____ Records for processing
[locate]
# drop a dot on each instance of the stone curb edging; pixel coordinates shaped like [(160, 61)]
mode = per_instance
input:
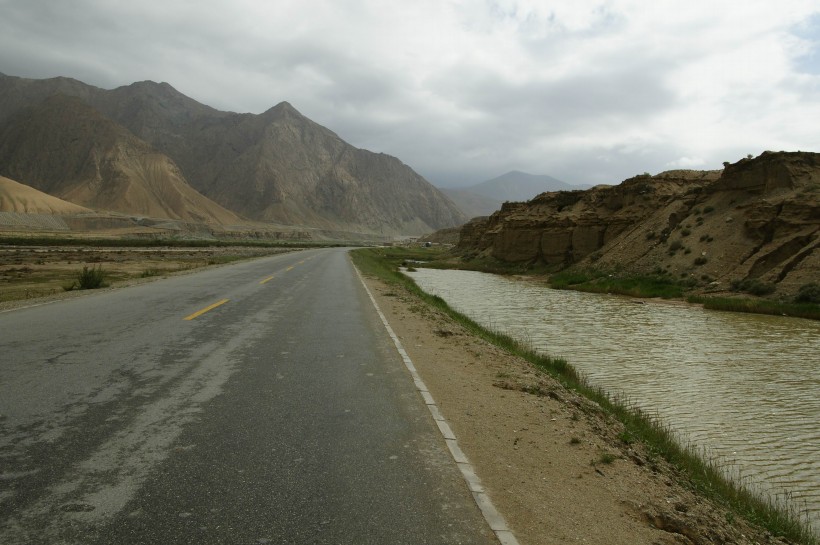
[(485, 505)]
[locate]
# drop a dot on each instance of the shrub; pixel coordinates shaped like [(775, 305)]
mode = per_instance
[(753, 286), (808, 293), (90, 279)]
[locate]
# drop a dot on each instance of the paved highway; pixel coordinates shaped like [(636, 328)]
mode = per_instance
[(261, 402)]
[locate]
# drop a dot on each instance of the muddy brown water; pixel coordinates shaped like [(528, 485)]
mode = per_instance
[(743, 388)]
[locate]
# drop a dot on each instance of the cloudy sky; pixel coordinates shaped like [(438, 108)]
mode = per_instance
[(465, 90)]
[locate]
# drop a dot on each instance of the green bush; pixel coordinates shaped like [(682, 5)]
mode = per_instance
[(90, 279), (808, 293), (753, 286)]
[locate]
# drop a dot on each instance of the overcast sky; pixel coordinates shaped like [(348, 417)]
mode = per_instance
[(465, 90)]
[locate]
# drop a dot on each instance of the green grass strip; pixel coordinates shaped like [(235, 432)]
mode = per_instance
[(703, 475), (759, 306)]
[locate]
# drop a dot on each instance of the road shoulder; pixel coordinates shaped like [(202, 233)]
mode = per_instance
[(554, 466)]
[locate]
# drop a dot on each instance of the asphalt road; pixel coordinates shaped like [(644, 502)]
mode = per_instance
[(281, 415)]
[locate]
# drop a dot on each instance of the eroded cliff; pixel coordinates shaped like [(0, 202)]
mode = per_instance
[(758, 219)]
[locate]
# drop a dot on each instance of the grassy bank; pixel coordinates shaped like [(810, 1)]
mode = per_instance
[(759, 306), (702, 475), (648, 286)]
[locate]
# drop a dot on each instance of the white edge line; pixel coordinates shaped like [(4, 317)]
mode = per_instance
[(485, 505)]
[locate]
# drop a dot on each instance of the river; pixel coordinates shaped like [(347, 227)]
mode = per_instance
[(744, 388)]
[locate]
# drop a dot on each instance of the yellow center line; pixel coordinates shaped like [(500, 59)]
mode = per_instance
[(206, 309)]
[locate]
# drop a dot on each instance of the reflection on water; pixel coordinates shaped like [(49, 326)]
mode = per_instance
[(744, 387)]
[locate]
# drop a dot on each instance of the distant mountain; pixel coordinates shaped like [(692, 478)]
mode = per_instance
[(64, 147), (519, 186), (472, 204), (485, 198), (278, 166)]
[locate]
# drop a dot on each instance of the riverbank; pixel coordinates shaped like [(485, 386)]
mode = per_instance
[(620, 478)]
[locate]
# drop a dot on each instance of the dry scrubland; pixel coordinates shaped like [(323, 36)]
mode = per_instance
[(33, 272)]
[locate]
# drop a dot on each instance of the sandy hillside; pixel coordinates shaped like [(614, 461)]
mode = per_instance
[(17, 197)]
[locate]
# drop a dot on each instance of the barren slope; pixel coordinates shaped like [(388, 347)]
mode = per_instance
[(758, 219), (65, 148), (17, 197)]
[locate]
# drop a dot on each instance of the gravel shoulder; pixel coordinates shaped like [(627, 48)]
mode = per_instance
[(552, 463)]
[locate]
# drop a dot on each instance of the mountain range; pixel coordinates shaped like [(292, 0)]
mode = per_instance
[(147, 149), (486, 197)]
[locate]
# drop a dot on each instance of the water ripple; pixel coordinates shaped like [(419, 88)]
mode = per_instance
[(742, 387)]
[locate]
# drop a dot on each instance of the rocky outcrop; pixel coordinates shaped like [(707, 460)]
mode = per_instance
[(758, 219)]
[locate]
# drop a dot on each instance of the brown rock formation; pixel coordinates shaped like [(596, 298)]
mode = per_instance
[(65, 148), (757, 219)]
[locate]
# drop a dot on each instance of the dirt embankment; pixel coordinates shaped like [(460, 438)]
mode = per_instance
[(757, 220), (552, 462)]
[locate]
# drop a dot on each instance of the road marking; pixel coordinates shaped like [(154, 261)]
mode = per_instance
[(482, 499), (206, 309)]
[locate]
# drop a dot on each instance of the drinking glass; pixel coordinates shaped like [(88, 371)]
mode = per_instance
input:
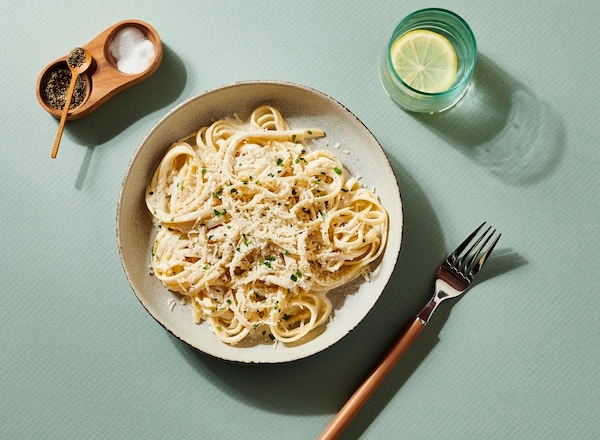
[(460, 36)]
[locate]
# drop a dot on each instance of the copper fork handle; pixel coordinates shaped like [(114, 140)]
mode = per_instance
[(362, 394)]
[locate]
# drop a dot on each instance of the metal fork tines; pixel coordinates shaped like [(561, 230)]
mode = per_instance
[(457, 272), (453, 277)]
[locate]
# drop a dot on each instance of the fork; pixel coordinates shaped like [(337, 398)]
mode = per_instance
[(452, 279)]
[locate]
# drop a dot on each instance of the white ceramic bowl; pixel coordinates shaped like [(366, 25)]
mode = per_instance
[(346, 136)]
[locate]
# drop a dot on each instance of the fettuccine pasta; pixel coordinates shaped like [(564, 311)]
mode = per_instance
[(254, 230)]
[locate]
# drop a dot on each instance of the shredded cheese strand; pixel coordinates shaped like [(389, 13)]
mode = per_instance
[(254, 230)]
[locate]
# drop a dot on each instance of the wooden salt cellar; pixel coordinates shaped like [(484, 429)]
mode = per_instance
[(103, 78)]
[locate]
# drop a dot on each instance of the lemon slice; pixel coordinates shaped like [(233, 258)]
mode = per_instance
[(425, 60)]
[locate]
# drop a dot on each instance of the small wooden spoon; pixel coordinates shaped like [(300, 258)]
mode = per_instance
[(79, 61)]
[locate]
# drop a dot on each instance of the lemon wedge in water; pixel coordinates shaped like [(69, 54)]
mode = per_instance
[(425, 60)]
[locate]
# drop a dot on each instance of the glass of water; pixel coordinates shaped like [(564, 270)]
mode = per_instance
[(429, 60)]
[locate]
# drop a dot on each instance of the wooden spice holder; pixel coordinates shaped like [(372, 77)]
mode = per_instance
[(103, 78)]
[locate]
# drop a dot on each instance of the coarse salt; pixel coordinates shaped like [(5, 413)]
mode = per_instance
[(132, 50)]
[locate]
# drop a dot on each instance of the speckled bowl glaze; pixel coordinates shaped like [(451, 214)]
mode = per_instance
[(346, 136)]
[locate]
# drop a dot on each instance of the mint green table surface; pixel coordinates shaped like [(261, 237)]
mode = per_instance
[(516, 358)]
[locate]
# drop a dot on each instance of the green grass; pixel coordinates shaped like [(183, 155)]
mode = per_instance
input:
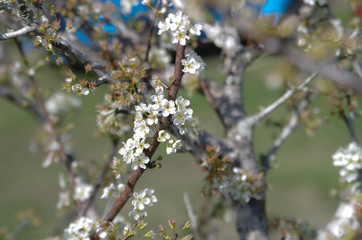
[(298, 187)]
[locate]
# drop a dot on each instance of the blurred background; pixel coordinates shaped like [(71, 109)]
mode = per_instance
[(299, 186)]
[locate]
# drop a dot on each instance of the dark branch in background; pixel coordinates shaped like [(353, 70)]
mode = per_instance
[(348, 120), (287, 130), (67, 161), (341, 77), (65, 47), (100, 181), (150, 34), (17, 33), (163, 125), (266, 111)]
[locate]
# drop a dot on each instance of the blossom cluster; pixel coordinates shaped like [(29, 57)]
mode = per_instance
[(42, 41), (83, 229), (76, 87), (240, 186), (109, 120), (60, 103), (82, 190), (113, 190), (180, 27), (350, 161), (148, 115), (140, 200), (193, 63)]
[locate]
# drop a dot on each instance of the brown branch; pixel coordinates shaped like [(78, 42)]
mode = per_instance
[(211, 99), (100, 181), (164, 123)]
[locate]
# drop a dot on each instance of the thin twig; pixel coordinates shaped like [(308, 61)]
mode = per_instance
[(17, 33), (100, 181), (287, 130), (150, 34), (22, 102), (164, 123), (67, 161), (266, 111), (193, 218), (210, 98), (349, 121)]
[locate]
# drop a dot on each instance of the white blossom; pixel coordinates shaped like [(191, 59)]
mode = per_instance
[(60, 103), (180, 26), (163, 136), (141, 199), (107, 191), (350, 161), (169, 108), (140, 161), (82, 190), (64, 200), (81, 229)]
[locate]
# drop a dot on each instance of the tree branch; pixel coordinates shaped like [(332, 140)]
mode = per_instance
[(266, 111), (151, 30), (17, 33), (67, 161), (288, 130), (164, 123), (22, 102), (191, 214), (100, 181)]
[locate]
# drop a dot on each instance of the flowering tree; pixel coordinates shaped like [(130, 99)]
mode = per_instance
[(144, 61)]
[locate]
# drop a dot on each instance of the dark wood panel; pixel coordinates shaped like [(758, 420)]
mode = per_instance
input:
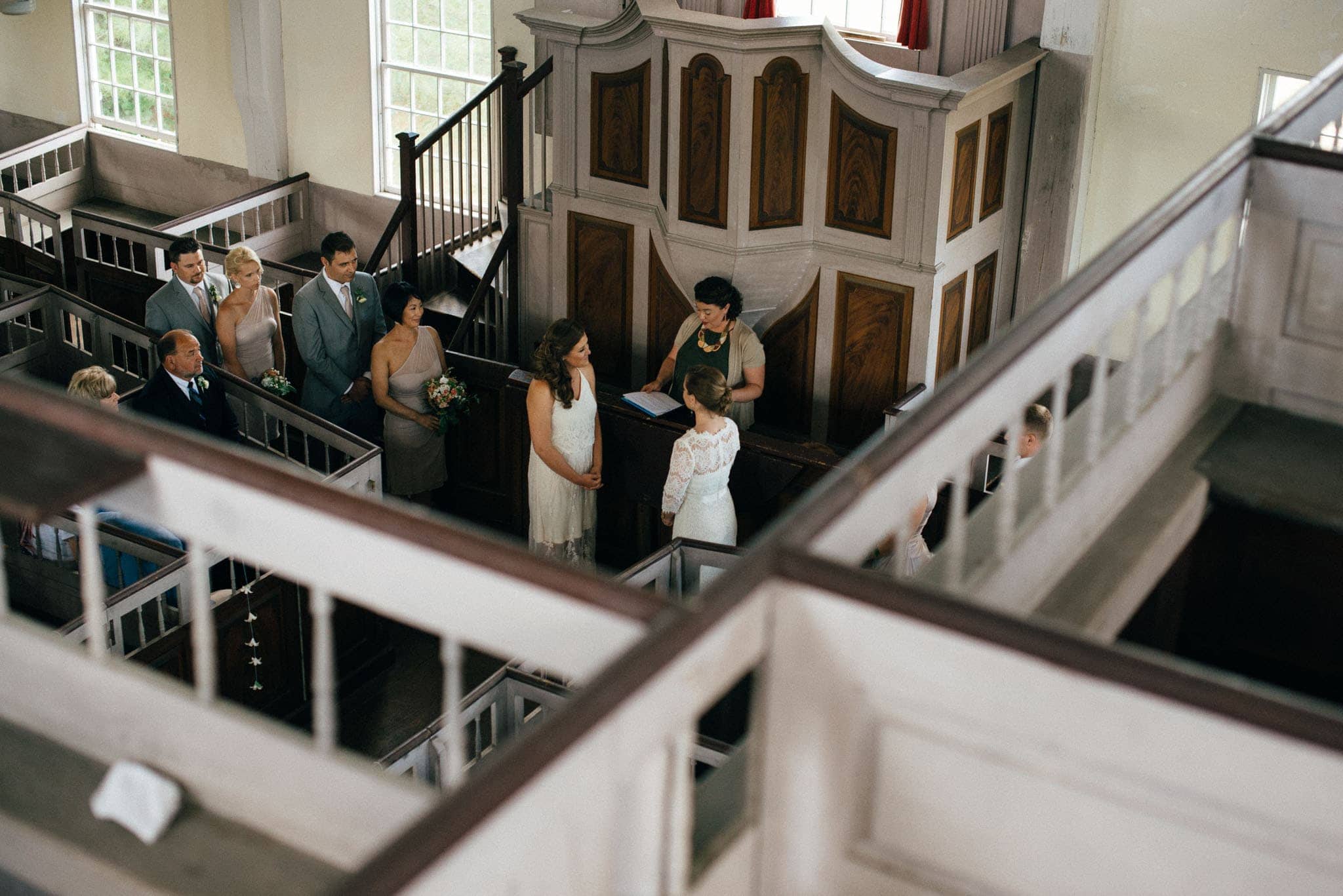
[(662, 128), (668, 307), (620, 128), (278, 632), (706, 136), (790, 348), (602, 292), (860, 193), (488, 454), (123, 293), (871, 354), (948, 331), (995, 161), (965, 161), (779, 146), (982, 303)]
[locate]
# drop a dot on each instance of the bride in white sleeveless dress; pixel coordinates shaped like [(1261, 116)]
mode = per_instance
[(696, 501), (565, 468)]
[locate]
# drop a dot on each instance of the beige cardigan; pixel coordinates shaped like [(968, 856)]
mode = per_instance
[(744, 349)]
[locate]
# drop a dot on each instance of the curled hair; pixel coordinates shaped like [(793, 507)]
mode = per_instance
[(338, 241), (395, 300), (548, 359), (716, 290), (710, 389), (93, 383), (237, 257)]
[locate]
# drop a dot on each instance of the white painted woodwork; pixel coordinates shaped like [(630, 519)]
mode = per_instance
[(239, 765), (775, 267)]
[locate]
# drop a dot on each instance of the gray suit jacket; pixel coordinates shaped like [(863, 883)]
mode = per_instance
[(336, 348), (174, 308)]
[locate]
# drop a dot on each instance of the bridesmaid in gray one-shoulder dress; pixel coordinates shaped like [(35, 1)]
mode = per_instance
[(416, 461)]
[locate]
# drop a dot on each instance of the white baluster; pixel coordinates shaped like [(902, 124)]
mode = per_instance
[(321, 605), (92, 587), (453, 770)]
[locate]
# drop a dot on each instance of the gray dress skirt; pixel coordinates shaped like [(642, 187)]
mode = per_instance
[(416, 459)]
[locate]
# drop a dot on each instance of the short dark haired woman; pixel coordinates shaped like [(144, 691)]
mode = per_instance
[(565, 469), (402, 362), (702, 339)]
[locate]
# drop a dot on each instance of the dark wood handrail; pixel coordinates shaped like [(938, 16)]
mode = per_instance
[(151, 231), (250, 194), (536, 77), (483, 289), (899, 404), (434, 136)]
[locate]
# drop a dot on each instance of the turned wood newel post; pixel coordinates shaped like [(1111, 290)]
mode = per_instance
[(410, 201), (511, 183)]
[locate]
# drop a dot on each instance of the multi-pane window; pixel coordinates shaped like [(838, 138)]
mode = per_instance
[(435, 56), (873, 16), (130, 77)]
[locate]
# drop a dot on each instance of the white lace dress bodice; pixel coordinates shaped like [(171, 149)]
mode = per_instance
[(563, 515), (696, 490)]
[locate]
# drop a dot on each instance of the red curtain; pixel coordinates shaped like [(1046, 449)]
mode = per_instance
[(913, 24)]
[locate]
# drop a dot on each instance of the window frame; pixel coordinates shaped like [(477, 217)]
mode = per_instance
[(387, 180), (92, 81), (891, 7)]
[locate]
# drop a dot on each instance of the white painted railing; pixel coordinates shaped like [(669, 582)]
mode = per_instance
[(275, 222), (51, 170)]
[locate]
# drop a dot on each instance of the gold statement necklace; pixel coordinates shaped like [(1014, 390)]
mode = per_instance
[(706, 347)]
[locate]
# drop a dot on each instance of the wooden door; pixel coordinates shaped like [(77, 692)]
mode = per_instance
[(871, 355)]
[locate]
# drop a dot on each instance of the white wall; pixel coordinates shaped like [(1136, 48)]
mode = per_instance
[(38, 75), (209, 123), (1178, 81)]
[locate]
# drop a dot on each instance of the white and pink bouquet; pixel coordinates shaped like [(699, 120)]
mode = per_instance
[(277, 383), (449, 398)]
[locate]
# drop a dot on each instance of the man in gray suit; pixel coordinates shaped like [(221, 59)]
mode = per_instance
[(190, 300), (338, 317)]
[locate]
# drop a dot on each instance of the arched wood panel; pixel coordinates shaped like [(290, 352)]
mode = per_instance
[(620, 127), (995, 161), (602, 290), (965, 161), (790, 352), (948, 330), (668, 307), (860, 193), (779, 146), (871, 355), (982, 304), (706, 134)]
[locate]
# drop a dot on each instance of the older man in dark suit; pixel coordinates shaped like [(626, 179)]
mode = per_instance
[(338, 317), (182, 391)]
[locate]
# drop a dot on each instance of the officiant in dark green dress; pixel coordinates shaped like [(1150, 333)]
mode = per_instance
[(713, 336)]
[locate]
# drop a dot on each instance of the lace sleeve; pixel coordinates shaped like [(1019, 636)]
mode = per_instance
[(679, 477)]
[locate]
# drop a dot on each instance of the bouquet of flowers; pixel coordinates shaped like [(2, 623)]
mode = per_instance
[(449, 398), (277, 383)]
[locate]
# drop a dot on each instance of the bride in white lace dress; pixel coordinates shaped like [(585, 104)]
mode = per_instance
[(696, 501), (565, 469)]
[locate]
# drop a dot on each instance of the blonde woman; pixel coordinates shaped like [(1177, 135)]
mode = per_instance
[(96, 385), (247, 324)]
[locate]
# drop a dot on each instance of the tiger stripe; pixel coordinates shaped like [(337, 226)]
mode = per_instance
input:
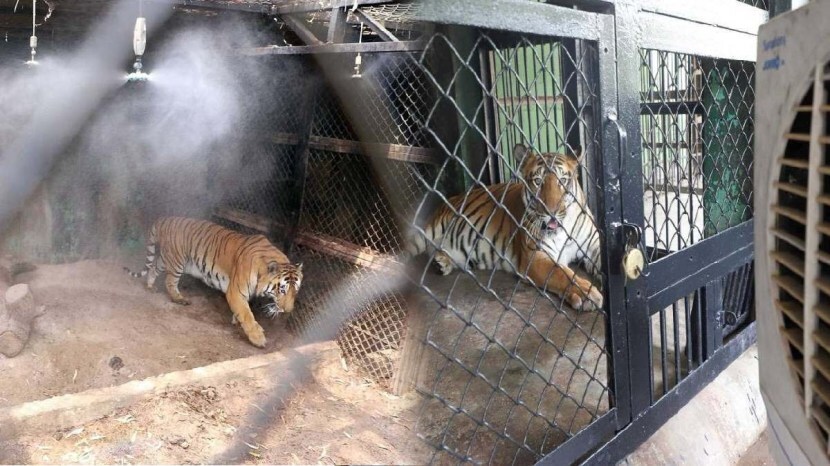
[(535, 226), (241, 266)]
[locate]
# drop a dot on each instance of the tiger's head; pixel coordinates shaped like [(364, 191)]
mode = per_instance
[(551, 187), (281, 283)]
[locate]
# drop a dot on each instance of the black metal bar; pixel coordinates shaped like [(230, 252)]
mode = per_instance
[(526, 17), (671, 34), (700, 278), (490, 129), (365, 47), (698, 256), (375, 26), (609, 216), (630, 185), (304, 130), (582, 443), (713, 307), (664, 356), (337, 26), (301, 30), (571, 94), (689, 107), (676, 331), (303, 6), (726, 15), (631, 437)]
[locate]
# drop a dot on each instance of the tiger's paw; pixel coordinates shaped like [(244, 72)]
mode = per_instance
[(444, 263), (256, 336), (582, 301)]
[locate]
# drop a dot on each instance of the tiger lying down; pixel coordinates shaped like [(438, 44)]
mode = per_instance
[(557, 229), (242, 266)]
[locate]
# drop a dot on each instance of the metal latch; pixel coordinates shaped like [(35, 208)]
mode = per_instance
[(634, 259)]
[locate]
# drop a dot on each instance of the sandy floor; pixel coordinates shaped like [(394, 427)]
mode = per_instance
[(327, 416), (96, 313)]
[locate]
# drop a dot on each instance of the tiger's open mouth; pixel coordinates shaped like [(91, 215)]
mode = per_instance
[(551, 225), (271, 310)]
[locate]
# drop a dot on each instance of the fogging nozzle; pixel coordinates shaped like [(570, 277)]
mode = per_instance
[(140, 36), (33, 45), (357, 62), (139, 44)]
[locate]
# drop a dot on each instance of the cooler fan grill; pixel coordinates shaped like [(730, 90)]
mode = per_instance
[(801, 252)]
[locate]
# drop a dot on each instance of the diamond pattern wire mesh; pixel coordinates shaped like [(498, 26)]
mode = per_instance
[(697, 126), (508, 370), (356, 203), (392, 101)]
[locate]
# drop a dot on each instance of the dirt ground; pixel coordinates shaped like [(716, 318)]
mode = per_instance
[(329, 417), (102, 328)]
________
§ What you have to do:
Select every line in the material above that contains the string "dirt", treating uppercase and lowercase as different.

§ Full output:
# drop a dot on each instance of the dirt embankment; pixel coordinates shaped like [(460, 438)]
# drop a dot on each instance of the dirt ground; pixel coordinates shaped like [(716, 318)]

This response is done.